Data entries
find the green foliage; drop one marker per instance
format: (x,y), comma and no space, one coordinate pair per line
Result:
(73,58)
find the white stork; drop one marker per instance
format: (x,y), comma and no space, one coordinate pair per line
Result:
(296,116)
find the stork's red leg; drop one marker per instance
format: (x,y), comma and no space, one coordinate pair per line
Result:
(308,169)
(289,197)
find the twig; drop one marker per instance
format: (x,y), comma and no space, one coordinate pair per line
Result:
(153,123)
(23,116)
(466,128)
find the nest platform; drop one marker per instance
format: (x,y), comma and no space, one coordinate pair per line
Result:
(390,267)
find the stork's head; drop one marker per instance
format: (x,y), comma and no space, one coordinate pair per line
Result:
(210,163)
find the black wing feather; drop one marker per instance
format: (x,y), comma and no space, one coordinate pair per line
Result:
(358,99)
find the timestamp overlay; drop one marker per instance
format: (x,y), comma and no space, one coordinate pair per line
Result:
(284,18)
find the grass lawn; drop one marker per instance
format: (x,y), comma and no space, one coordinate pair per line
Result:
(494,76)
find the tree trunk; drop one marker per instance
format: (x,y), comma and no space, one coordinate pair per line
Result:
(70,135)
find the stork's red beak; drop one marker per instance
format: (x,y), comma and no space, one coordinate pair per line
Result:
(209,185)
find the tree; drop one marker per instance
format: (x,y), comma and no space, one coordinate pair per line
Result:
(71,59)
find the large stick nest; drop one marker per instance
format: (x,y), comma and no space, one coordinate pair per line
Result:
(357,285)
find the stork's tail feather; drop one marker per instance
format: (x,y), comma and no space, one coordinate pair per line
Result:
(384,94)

- [Problem to work on]
Rescale the items from the line with "find the timestamp" up to and including the last line of the items, and rewrite every line in that range, requests included. Multiply each coordinate in the answers by 2.55 and round it to a whole number, rounding halves up.

- [Solved problem]
find the timestamp overlay; drop one marker per instance
format: (x,y), comma and no space, one coordinate pair per line
Result:
(724,46)
find the grass lawn; drop one marker per instance
format: (x,y), comma and no space, one coordinate pair per line
Result:
(1260,194)
find the tree trunk; drop one marker per instance
format: (x,y), comma and no space, one coordinate pair per line
Result:
(179,344)
find the stork's red beak; drop one marker per instance
format: (x,y), comma and no space, one coordinate pair per line
Result:
(533,472)
find the tree; drop one marker per instance
format: (x,y), comma and no space, one coordinate pair per line
Result:
(181,150)
find the large stick nest; drop one marker per instance
format: (x,y), comma and no space, one coordinate pair per line
Result:
(910,727)
find the stork's tail feather; drop one marker per instance
format: (x,y), comma and no space, one coordinate pair per line
Result:
(979,240)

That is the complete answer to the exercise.